Document:
────────

Posted by Kelvin Tan <ke...@relevanz.com>.

Michael, you don't need to modify FetcherThread at all.
 
Declare DepthFLFilter in beans.xml within the fetchlist scope filter list:
 
<property name="filters">
      <list>
        <bean class="org.supermind.crawl.scope.NutchUrlFLFilter"/>
        <bean class="org.foo.DepthFLFilter">
          <property name="max"><value>20</value></property>
        </bean>
      </list>
    </property>

That's all you need to do.
 
k

On Mon, 29 Aug 2005 17:18:09 -0700 (PDT), Michael Ji wrote:
> hi Kelvin:
>
> I see your idea and agree with you.
>
> Then, I guess the filter will apply in
>
> FetcherThread.java
> with lines of
> "
> if ( fetchListScope.isInScope(flScopeIn) &
> depthFLFilter.filter(flScopeIn) ).... "
>
> Am I right?

────────

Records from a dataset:
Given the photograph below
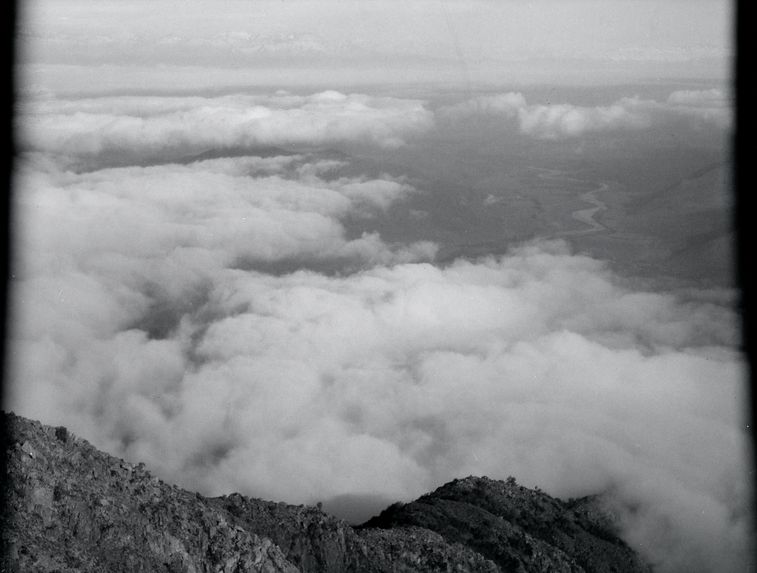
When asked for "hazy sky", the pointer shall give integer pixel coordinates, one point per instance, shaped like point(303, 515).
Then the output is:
point(322, 41)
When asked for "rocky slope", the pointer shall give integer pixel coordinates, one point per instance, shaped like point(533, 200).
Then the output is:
point(70, 507)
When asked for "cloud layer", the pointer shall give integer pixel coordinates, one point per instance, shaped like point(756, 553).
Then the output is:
point(144, 126)
point(216, 320)
point(564, 121)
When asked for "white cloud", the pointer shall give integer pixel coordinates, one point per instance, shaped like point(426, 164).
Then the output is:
point(564, 121)
point(144, 126)
point(217, 321)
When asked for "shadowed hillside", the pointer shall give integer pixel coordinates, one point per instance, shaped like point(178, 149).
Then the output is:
point(73, 508)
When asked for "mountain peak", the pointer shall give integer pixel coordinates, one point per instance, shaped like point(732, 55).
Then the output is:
point(70, 507)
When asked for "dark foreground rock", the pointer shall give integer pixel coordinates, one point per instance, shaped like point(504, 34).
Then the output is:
point(69, 507)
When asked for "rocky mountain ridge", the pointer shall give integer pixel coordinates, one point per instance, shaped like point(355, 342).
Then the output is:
point(70, 507)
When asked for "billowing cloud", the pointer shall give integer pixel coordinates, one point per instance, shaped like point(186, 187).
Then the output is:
point(217, 320)
point(563, 121)
point(144, 126)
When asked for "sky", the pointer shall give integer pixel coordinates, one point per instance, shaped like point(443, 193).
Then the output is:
point(201, 281)
point(345, 42)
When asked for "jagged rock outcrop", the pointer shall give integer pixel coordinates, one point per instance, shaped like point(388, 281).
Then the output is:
point(69, 507)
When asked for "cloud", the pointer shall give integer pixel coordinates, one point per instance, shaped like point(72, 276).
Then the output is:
point(217, 320)
point(144, 126)
point(564, 121)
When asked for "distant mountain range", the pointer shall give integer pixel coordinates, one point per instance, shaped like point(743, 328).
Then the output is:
point(70, 508)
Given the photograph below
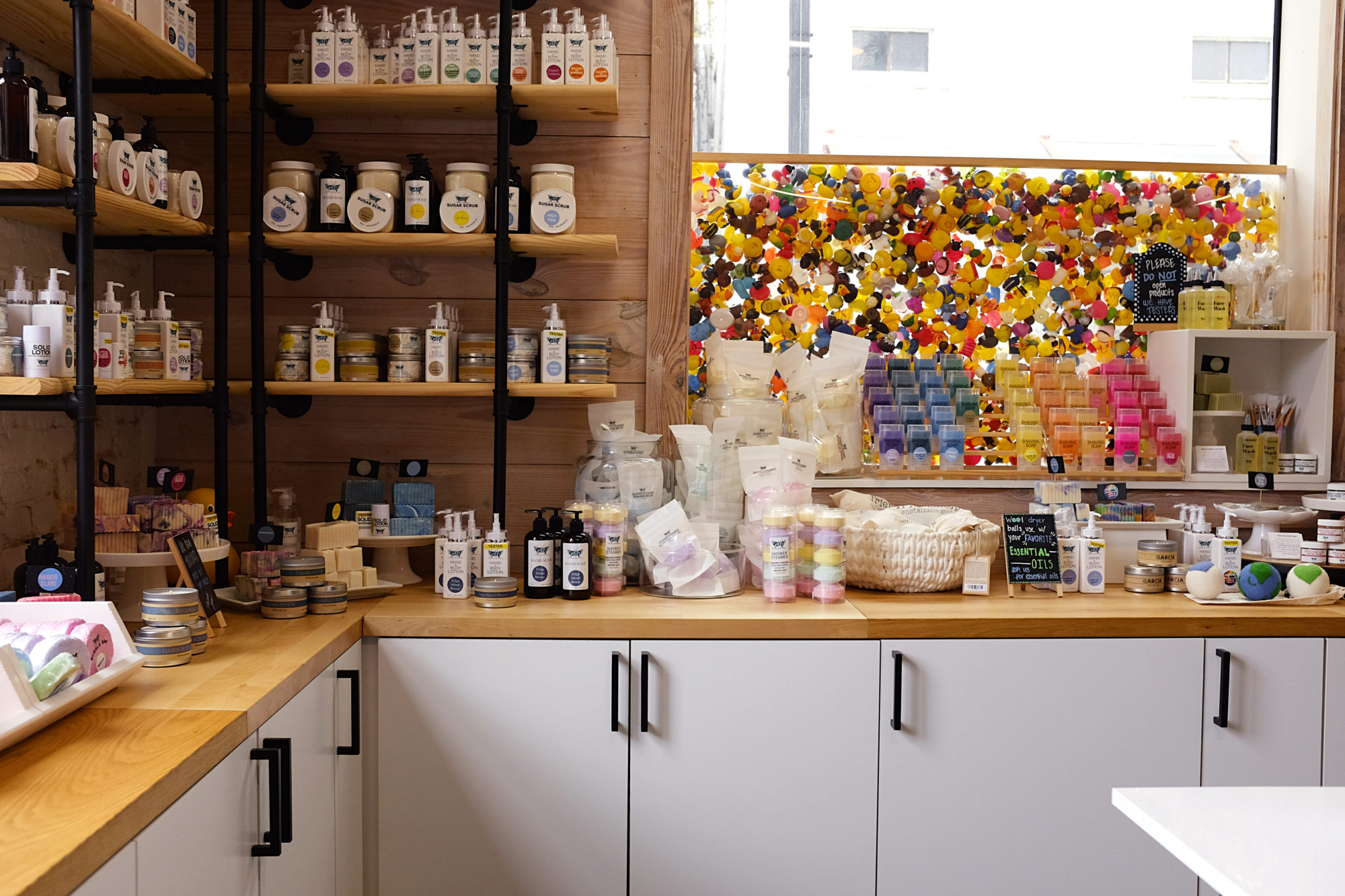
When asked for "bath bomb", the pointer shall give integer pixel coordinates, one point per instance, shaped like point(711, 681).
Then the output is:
point(1204, 581)
point(1260, 581)
point(1308, 580)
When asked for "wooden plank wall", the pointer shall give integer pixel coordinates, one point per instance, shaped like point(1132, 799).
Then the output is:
point(615, 190)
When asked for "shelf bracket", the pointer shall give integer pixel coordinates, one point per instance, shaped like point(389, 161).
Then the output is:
point(293, 407)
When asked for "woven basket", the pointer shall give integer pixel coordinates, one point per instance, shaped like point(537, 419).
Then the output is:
point(888, 560)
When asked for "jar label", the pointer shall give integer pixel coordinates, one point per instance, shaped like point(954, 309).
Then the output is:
point(462, 210)
point(553, 210)
point(371, 210)
point(284, 210)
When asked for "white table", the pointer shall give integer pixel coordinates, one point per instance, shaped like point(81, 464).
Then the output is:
point(1249, 841)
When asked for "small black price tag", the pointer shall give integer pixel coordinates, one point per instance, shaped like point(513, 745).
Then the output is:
point(414, 469)
point(158, 477)
point(364, 467)
point(264, 534)
point(1112, 491)
point(1261, 482)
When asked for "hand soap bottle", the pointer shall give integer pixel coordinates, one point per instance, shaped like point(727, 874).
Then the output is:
point(553, 348)
point(540, 568)
point(575, 564)
point(552, 63)
point(496, 561)
point(451, 48)
point(299, 65)
point(322, 348)
point(52, 311)
point(1093, 559)
point(1230, 561)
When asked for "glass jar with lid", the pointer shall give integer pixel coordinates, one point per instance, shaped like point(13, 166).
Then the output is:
point(553, 198)
point(463, 205)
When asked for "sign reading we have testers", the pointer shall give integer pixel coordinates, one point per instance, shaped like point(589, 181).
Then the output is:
point(1032, 555)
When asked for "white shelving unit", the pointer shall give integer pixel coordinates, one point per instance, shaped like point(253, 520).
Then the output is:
point(1286, 362)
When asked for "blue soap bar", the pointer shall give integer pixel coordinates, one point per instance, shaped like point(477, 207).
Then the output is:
point(414, 493)
point(364, 491)
point(412, 526)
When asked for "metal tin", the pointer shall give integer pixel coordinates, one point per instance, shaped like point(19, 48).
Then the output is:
point(284, 603)
point(407, 341)
point(525, 341)
point(1156, 552)
point(1147, 580)
point(1178, 577)
point(360, 343)
point(297, 338)
point(200, 635)
point(496, 592)
point(163, 646)
point(302, 572)
point(406, 369)
point(358, 369)
point(149, 364)
point(291, 366)
point(170, 606)
point(329, 598)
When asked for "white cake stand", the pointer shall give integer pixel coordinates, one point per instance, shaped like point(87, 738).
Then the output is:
point(1266, 518)
point(147, 571)
point(392, 559)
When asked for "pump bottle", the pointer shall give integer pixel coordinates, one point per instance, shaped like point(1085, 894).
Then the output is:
point(552, 64)
point(323, 54)
point(575, 563)
point(427, 49)
point(521, 52)
point(576, 49)
point(1093, 559)
point(52, 311)
point(301, 68)
point(540, 569)
point(475, 56)
point(1230, 561)
point(493, 49)
point(553, 348)
point(322, 348)
point(603, 53)
point(20, 302)
point(439, 346)
point(451, 48)
point(112, 321)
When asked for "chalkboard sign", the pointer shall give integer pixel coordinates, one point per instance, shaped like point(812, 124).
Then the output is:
point(1159, 276)
point(194, 569)
point(1031, 551)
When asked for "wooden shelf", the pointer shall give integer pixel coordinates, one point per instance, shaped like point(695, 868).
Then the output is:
point(442, 244)
point(540, 103)
point(122, 46)
point(430, 389)
point(56, 386)
point(116, 214)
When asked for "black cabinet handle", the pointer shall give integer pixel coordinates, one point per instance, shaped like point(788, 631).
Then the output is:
point(271, 840)
point(645, 690)
point(617, 689)
point(896, 690)
point(287, 784)
point(353, 749)
point(1225, 657)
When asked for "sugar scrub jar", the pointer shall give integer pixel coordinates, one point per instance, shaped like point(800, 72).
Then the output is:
point(373, 206)
point(553, 198)
point(463, 205)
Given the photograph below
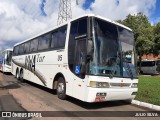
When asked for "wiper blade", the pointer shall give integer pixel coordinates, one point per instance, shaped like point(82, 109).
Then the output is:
point(129, 69)
point(114, 67)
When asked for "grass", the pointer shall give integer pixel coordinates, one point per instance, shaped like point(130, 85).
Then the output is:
point(149, 89)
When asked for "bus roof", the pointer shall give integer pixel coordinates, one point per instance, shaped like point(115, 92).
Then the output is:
point(86, 15)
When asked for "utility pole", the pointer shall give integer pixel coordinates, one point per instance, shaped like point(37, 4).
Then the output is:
point(65, 12)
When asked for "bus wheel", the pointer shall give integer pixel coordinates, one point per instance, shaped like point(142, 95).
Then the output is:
point(21, 76)
point(17, 74)
point(61, 88)
point(141, 72)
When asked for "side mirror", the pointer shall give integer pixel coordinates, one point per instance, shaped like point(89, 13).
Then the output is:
point(90, 47)
point(83, 70)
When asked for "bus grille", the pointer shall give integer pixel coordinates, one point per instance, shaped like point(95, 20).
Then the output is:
point(120, 84)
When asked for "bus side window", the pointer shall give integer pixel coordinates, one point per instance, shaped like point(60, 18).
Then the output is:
point(59, 38)
point(34, 45)
point(44, 42)
point(21, 49)
point(54, 39)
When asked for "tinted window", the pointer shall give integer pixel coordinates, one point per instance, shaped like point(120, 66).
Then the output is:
point(78, 29)
point(16, 50)
point(54, 42)
point(59, 37)
point(26, 47)
point(34, 45)
point(158, 62)
point(21, 49)
point(82, 27)
point(44, 42)
point(148, 63)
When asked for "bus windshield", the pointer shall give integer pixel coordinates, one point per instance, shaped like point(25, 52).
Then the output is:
point(113, 51)
point(9, 57)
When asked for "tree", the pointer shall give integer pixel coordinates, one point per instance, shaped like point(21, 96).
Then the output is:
point(156, 32)
point(143, 33)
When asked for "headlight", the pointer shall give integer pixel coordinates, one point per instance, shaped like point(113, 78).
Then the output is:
point(134, 85)
point(99, 84)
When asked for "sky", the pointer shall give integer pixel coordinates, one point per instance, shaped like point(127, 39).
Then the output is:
point(22, 19)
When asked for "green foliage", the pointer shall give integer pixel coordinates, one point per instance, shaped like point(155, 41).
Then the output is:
point(143, 32)
point(148, 89)
point(156, 33)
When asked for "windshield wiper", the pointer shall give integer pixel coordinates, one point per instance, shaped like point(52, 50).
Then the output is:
point(114, 67)
point(129, 69)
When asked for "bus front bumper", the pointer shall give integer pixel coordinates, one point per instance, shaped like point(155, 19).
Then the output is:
point(110, 94)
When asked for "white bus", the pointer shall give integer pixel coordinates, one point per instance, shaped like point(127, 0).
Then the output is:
point(151, 67)
point(5, 60)
point(86, 58)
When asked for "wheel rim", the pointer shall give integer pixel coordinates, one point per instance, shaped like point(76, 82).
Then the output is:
point(17, 74)
point(60, 88)
point(21, 75)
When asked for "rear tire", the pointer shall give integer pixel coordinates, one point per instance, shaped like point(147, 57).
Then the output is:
point(61, 88)
point(21, 76)
point(17, 74)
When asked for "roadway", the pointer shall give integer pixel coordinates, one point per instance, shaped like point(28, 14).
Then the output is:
point(32, 97)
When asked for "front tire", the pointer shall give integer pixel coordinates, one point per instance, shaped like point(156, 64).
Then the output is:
point(17, 74)
point(21, 76)
point(61, 88)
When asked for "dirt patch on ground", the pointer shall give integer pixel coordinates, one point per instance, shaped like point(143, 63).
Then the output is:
point(29, 102)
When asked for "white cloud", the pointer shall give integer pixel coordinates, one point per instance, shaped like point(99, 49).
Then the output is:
point(114, 11)
point(21, 19)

────────

Problem requirements:
Please summarize the post about configuring DepthFLFilter in two sentences. Answer from the post alone, not from the rows.

Answer to this exercise:
Michael Ji agreed with Kelvin's idea and asked whether the filter would be applied in FetcherThread.java with a line combining fetchListScope.isInScope(flScopeIn) and depthFLFilter.filter(flScopeIn). Kelvin Tan replied that FetcherThread doesn't need to be modified at all, since declaring DepthFLFilter in beans.xml within the fetchlist scope filter list, shown with a "max" value of 20, is all that is needed.